(Items drawn from a data source)
━━━

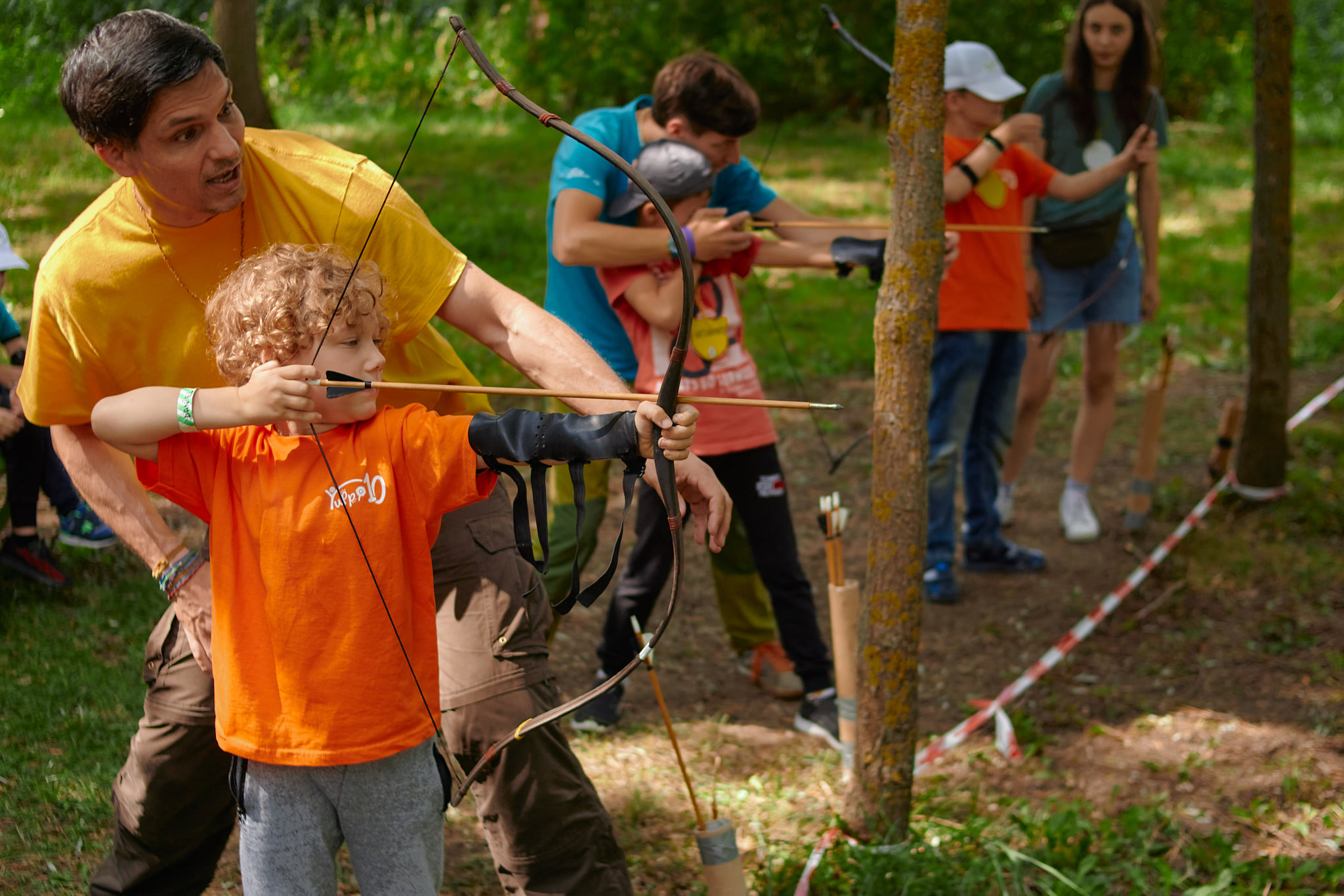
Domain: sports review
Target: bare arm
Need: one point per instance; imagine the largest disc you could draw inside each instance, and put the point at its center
(554, 356)
(579, 238)
(1074, 187)
(542, 347)
(135, 422)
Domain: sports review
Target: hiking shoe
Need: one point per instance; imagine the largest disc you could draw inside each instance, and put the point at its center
(1077, 516)
(772, 670)
(33, 559)
(601, 714)
(1003, 506)
(85, 529)
(1001, 556)
(940, 584)
(819, 716)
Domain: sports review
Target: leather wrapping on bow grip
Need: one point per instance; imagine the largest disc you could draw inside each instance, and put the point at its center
(531, 437)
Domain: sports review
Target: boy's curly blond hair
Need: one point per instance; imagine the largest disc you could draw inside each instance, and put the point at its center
(277, 302)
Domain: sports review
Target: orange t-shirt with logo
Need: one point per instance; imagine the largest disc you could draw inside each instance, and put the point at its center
(306, 666)
(718, 363)
(987, 285)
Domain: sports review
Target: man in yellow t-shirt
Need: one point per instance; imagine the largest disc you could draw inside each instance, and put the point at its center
(119, 304)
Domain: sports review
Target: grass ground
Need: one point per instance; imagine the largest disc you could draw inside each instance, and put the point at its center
(1192, 748)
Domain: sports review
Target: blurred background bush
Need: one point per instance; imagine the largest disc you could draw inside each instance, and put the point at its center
(578, 54)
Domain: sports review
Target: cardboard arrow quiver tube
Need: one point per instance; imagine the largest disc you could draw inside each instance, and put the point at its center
(1145, 461)
(845, 641)
(723, 875)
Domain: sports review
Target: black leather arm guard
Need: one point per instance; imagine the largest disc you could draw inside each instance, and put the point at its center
(851, 251)
(533, 437)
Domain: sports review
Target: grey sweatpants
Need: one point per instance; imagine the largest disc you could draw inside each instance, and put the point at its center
(293, 820)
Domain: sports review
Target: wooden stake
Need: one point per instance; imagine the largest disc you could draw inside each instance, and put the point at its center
(1228, 428)
(1150, 439)
(596, 397)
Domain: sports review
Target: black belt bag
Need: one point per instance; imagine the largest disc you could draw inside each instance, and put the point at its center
(1080, 246)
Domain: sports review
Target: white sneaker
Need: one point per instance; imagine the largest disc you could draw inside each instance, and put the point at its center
(1077, 516)
(1003, 504)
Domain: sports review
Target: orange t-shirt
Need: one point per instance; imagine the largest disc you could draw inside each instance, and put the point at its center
(306, 666)
(987, 285)
(718, 363)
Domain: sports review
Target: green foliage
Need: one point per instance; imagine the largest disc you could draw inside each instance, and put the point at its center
(578, 54)
(1065, 848)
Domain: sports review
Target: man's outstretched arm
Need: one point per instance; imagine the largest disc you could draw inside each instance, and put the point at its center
(546, 351)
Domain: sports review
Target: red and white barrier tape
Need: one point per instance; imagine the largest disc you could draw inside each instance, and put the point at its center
(941, 746)
(1004, 737)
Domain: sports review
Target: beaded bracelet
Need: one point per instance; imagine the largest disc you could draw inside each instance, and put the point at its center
(163, 565)
(179, 573)
(184, 577)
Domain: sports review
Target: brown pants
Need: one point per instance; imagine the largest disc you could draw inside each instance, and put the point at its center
(545, 824)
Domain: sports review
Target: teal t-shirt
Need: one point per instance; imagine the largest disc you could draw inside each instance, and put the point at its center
(9, 327)
(1065, 151)
(574, 295)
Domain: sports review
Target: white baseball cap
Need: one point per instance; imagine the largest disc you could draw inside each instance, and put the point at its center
(9, 260)
(975, 68)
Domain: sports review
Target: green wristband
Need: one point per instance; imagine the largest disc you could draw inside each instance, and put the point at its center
(186, 417)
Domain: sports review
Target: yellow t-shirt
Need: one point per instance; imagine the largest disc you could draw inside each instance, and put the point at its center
(109, 314)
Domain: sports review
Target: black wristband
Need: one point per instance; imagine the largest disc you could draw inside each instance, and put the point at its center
(969, 173)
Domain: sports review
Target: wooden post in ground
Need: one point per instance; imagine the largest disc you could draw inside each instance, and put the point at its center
(1263, 453)
(878, 797)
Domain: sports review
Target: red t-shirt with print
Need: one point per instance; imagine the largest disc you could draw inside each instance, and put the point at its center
(718, 361)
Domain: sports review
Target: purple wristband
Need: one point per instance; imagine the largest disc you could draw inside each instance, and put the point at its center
(690, 241)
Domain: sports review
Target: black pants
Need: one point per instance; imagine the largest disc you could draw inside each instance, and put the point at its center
(756, 484)
(32, 464)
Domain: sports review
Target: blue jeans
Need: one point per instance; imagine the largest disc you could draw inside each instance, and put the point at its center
(973, 407)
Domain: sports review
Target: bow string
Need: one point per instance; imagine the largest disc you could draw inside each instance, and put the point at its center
(667, 401)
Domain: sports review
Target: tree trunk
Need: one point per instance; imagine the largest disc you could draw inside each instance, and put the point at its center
(236, 33)
(1263, 457)
(878, 800)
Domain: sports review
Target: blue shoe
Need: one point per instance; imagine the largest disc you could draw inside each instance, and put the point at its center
(84, 529)
(940, 584)
(1001, 556)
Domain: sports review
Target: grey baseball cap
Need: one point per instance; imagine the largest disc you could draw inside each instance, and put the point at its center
(673, 167)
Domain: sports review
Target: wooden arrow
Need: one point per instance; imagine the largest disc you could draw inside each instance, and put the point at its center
(964, 229)
(339, 384)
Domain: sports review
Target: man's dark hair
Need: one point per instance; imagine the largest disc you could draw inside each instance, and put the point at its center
(709, 93)
(112, 78)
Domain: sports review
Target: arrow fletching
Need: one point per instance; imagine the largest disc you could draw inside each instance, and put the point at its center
(341, 391)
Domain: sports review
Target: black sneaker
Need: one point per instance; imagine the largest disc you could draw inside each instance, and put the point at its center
(33, 559)
(1001, 556)
(819, 716)
(602, 712)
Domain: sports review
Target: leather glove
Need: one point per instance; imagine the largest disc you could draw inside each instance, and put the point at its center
(530, 437)
(851, 251)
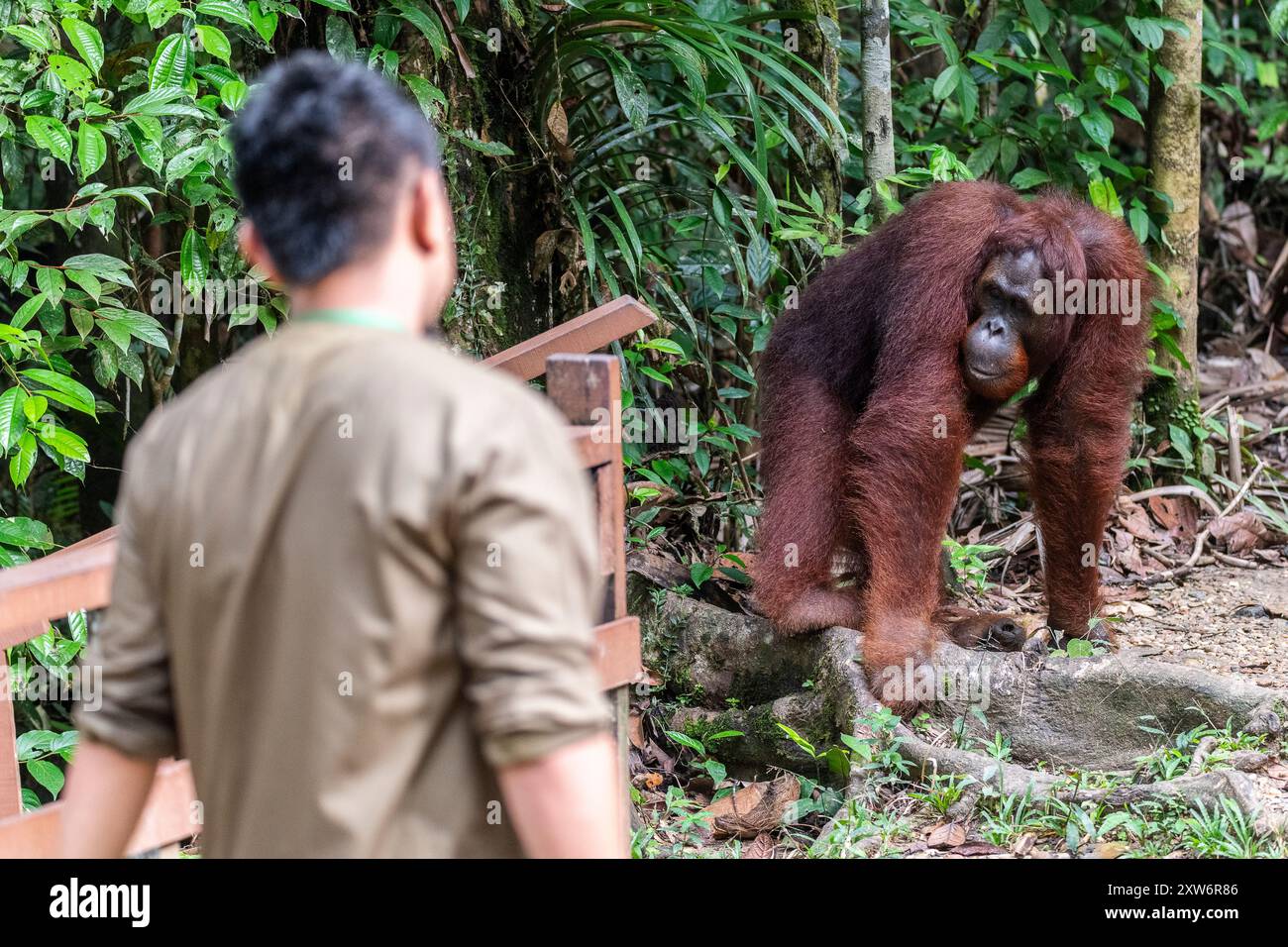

━━━

- _What the task requires_:
Extract each line above that contains the string "shoe", treating the match as case-sensitive.

- _Written answer_:
Target: hiking shoe
Target: blue shoe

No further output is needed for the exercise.